# EXERCISE PASSAGE:
Showing posts with label party. Show all posts
Showing posts with label party. Show all posts

Wednesday, 22 April 2009

Popping the corn ...

Teacher Friend Mother of Three's threw a party a few weeks ago.

All the kids were sat round eating their party tea and a bowl of popcorn was passed round.

The 3 year old and his friend were sat at a lower table and missed out.

3 year olds friend - "Can I have some c*ckp*rn please?"

Technorati Profile

Monday, 2 February 2009

... and we all talked drunken bollocks

The 3 year olds party was perfect. Lots of children racing around getting sweaty, flailing in ball pools, climbing the wrong way up slides, snubbing anything uncrisplike and eating the sweets off the top of buns.

Regarding the 40 year olds party, there are just a few things I would like to raise with the venue manager regarding our party ...

Dear Manager of Venue

There are just a few points I'd like to raise that luckily did not detract from our enjoyment of the evening, but none the less I would like to bring them to your attention

On our inspection visit a few weeks ago we thought the function room smelt damp and foisty. I brought the subject up with you who said something would be done. The odd squirt of Febreze would have been better than nothing. But ‘nothing’ you did and on arrival the smell of wet dog still permeated our nostrils. This wasn’t a problem to one of our forty or so guests who has no sense of smell.

The fact we could use our own ipod and playlist appealed to my husband (a music snob) who dashed off to create his tour de force. It took him the best part of a day and was, I quote, “Eclectic. Loud and laid back, old and new, mainstream and indie; something for everyone and tailored to suit each friend that attended the party”.

I didn’t much mind standing on a rickety old table, risking neck breakage, to access the aged stereo and plug the ipod into its lead. I did however get slightly irritated at the ipod having to be in one position and one position only to play; tilted on its left hand side pointing upwards and wedged behind the stereo. If it were moved 0.1 millimetres to the right it went silent, sounded like it was being pumped through an elephants rectal passage or jumped like a CD in a go kart on a cobbled lane. At times myself, my husband and occasionally, our guests had to stand on the rickety old table to reposition the ipod.

I’m fairly easy going so most of the above didn't really phase me, besides we were too busy laughing with our friends ...

# TASK DETAILS:
According to the blog page, what smell still filled the function room when the guests arrived? Rely on the blog page alone.

# PROVIDED DATA:

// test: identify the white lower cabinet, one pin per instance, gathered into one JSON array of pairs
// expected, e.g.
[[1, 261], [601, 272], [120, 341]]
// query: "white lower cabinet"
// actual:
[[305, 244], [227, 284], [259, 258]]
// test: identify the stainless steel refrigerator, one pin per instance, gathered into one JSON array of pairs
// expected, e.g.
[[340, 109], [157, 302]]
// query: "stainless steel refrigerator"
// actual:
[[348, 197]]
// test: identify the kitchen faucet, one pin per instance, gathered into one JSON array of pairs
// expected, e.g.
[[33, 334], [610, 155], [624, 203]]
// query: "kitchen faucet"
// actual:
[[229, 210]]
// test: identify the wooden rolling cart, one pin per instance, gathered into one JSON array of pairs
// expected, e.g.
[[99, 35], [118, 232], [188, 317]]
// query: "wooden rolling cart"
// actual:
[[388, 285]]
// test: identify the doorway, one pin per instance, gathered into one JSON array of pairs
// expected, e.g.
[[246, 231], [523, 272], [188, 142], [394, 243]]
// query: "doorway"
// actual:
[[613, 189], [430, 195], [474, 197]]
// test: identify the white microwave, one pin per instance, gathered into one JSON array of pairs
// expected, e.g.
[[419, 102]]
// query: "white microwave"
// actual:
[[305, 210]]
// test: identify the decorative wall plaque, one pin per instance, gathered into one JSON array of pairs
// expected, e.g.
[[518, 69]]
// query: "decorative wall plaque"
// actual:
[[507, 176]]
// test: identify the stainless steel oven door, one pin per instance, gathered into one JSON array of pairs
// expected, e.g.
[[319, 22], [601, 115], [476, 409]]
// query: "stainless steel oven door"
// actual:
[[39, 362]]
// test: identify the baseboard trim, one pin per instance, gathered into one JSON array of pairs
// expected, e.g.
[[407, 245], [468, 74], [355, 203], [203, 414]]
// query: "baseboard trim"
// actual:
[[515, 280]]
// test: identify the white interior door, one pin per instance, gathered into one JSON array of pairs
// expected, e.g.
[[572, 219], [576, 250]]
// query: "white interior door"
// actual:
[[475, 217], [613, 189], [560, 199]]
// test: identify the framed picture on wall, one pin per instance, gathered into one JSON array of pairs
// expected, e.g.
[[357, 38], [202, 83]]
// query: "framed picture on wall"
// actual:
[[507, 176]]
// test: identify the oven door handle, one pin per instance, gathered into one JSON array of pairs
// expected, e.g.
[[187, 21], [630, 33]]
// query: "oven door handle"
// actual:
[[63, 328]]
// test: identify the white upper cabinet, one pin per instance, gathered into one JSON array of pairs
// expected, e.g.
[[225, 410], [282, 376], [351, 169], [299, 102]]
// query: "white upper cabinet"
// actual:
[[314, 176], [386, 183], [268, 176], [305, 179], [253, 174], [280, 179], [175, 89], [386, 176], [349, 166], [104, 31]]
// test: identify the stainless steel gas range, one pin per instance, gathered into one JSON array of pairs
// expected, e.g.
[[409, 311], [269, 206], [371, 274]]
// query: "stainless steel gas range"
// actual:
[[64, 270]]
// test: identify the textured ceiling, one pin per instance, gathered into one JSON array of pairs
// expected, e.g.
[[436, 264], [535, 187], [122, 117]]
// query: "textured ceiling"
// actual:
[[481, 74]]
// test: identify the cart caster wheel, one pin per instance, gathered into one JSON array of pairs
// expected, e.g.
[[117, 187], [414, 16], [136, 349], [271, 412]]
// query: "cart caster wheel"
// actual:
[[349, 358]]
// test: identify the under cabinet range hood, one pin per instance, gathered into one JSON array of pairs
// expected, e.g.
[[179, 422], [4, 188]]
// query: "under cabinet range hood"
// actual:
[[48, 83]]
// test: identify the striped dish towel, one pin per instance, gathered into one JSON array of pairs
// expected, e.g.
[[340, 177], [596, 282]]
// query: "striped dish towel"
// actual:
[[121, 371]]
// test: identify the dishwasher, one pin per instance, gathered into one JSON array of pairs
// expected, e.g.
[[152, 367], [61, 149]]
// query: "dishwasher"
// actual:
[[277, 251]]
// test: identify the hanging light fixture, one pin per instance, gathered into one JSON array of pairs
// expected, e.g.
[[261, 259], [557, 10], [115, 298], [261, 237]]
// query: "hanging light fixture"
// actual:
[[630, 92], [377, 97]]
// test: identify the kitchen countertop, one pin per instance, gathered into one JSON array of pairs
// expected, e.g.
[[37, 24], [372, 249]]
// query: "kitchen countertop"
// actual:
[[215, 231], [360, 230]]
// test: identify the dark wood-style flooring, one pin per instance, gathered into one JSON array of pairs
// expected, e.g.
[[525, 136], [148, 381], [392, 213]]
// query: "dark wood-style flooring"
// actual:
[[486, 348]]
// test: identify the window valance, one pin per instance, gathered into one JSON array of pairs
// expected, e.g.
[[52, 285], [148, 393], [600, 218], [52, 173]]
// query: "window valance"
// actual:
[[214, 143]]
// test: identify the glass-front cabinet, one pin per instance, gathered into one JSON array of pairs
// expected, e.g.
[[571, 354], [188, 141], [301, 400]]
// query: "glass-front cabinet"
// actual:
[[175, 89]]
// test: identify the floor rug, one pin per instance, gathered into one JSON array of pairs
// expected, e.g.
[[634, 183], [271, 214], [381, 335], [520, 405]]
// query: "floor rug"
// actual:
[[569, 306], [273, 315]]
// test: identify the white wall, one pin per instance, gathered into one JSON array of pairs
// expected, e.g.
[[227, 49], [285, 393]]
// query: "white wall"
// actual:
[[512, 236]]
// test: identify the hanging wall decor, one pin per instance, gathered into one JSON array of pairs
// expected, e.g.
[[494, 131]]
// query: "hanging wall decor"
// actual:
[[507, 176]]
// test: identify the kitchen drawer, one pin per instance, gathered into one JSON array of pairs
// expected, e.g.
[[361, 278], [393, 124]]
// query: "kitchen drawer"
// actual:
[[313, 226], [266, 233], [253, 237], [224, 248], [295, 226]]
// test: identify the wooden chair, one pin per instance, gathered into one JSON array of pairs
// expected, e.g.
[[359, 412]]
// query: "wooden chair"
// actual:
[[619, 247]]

# TASK RESPONSE:
The smell of wet dog.